*** Exercise data ***

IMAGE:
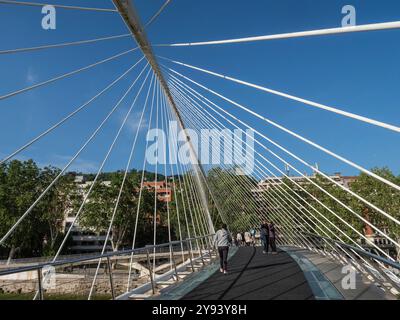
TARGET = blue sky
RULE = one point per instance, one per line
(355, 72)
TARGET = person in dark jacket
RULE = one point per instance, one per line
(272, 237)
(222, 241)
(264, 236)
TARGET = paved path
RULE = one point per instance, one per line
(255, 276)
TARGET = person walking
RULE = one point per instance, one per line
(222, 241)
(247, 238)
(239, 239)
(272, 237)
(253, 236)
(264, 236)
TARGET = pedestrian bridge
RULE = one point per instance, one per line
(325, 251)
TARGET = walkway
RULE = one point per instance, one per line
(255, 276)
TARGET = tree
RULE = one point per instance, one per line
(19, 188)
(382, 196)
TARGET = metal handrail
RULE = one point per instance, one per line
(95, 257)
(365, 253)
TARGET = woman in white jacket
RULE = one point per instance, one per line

*** End of Exercise data ***
*** Exercise data ***

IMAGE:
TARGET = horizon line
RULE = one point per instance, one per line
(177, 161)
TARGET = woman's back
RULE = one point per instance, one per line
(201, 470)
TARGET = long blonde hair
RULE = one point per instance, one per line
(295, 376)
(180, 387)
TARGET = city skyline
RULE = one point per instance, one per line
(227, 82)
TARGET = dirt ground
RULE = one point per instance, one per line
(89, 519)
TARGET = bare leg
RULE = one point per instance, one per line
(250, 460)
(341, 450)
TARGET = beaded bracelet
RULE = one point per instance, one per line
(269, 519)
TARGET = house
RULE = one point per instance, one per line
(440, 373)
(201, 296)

*** End of Exercise data ***

- [Work required]:
Look above for the line that contains "TARGET = paved path". Starting there, transcribe every line exactly until you have copied the line that contains "TARGET = metal handrail".

- [The answer]:
TARGET = paved path
RULE = one point per instance, one per line
(255, 276)
TARGET = person walking
RULE = one point per instance, one per line
(222, 241)
(247, 238)
(239, 239)
(272, 237)
(253, 236)
(264, 236)
TARGET = pedestrian bridge
RULE = one point per instance, one per line
(325, 251)
TARGET = walkway
RULE = one point per instance, one per line
(255, 276)
TARGET = tree
RULE = one point per instance, one per line
(19, 188)
(382, 196)
TARGET = metal handrail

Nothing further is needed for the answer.